Work instructions:
1. Copy out the passage of the study summary below, starting with "Participants were eight" and going on through "impressions varied as a function of clinical improvement.".
2. Answer these questions using the study summary below.
(a) How many youth took part, and what was their age range?
(b) When were the semi-structured interviews conducted?
(c) What did participants often mistakenly believe "evidence" referred to?
3. Decide whether each statement agrees with the study summary below. Answer yes or no, and quote the words that decide it.
(a) Participants frequently had exposure to the term "evidence-based."
(b) Clinical improvement was associated with completing the trauma narrative.
(c) Youth and caregivers liked the specific term "evidence-based."

Text for analysis:
There is growing recognition that it is important to involve youth and caregivers in the implementation of evidence-based treatments (EBTs). This study explored how youth and caregivers who received trauma-focused cognitive-behavioral therapy (TF-CBT) in a public behavioral health system perceived the concept of EBT, their experience with treatment, their perceptions of TF-CBT, and whether their perceptions varied as a function of clinical improvement.
Participants were eight youth (aged 10–17) and nine caregivers/legal guardians who received TF-CBT in community mental health centers. Semi-structured interviews were conducted post-treatment and symptoms were assessed at pre- and post-treatment. An integrated approach was used to analyze the interview data and the reliable change index was used to assess whether youth and caregivers’ impressions varied as a function of clinical improvement.
Participants rarely had exposure to the term “evidence-based” and often had the misconception that evidence referred to personal experience. Youth and caregivers found the concept of receiving treatment supported by research appealing but did not like the specific term “evidence-based” and worried that treatment guided by research alone may not individualize to their needs. Personal stories were noted as a good way to market TF-CBT and the therapist emerged as an important advocate for promoting this treatment approach. Clinical improvement was associated with the perception of therapists as collaborative and with trauma narrative completion.
Findings suggest that language and how therapists communicate EBTs to youth and caregivers may be important for targeted implementation strategies.

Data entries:
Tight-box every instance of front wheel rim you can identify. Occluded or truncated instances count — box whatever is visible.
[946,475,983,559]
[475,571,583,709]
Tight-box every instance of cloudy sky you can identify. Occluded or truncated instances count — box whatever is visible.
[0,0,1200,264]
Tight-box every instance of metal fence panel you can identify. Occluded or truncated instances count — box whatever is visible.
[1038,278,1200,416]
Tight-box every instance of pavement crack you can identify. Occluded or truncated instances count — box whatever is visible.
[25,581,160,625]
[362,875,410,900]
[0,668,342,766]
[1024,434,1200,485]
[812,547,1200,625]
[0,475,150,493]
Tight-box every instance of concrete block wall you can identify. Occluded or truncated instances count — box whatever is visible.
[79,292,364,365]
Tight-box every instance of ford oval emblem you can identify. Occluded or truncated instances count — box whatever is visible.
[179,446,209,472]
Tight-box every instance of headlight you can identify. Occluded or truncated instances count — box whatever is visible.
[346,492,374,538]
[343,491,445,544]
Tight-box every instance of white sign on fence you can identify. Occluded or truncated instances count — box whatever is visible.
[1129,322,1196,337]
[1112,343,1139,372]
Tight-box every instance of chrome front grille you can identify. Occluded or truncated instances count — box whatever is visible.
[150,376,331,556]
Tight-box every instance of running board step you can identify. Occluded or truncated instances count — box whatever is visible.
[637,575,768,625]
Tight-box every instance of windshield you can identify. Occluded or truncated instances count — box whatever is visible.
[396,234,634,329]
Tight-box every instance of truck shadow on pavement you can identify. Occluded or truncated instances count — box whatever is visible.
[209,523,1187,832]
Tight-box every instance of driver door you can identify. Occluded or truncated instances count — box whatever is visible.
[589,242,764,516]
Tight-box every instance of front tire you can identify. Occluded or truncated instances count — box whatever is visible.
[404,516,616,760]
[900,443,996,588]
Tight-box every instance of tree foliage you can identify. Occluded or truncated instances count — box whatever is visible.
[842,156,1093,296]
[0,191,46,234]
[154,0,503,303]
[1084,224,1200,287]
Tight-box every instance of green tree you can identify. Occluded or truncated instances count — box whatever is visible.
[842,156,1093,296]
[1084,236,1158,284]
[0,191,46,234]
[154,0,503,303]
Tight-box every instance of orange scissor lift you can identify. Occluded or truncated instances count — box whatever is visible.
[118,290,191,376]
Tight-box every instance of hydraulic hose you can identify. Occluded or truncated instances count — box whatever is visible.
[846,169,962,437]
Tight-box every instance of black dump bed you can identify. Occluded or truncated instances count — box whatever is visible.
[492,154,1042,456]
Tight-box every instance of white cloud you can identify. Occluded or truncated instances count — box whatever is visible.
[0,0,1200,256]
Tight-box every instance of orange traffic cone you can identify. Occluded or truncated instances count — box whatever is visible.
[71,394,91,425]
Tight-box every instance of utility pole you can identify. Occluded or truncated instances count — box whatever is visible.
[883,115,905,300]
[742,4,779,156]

Answers for each item:
1.
Participants were eight youth (aged 10–17) and nine caregivers/legal guardians who received TF-CBT in community mental health centers. Semi-structured interviews were conducted post-treatment and symptoms were assessed at pre- and post-treatment. An integrated approach was used to analyze the interview data and the reliable change index was used to assess whether youth and caregivers’ impressions varied as a function of clinical improvement.

2.
(a) Eight youth took part, aged 10–17.
(b) They were conducted post-treatment.
(c) They often believed it referred to personal experience.

3.
(a) No: "Participants rarely had exposure to the term “evidence-based”"
(b) Yes: "Clinical improvement was associated with the perception of therapists as collaborative and with trauma narrative completion."
(c) No: "did not like the specific term “evidence-based”"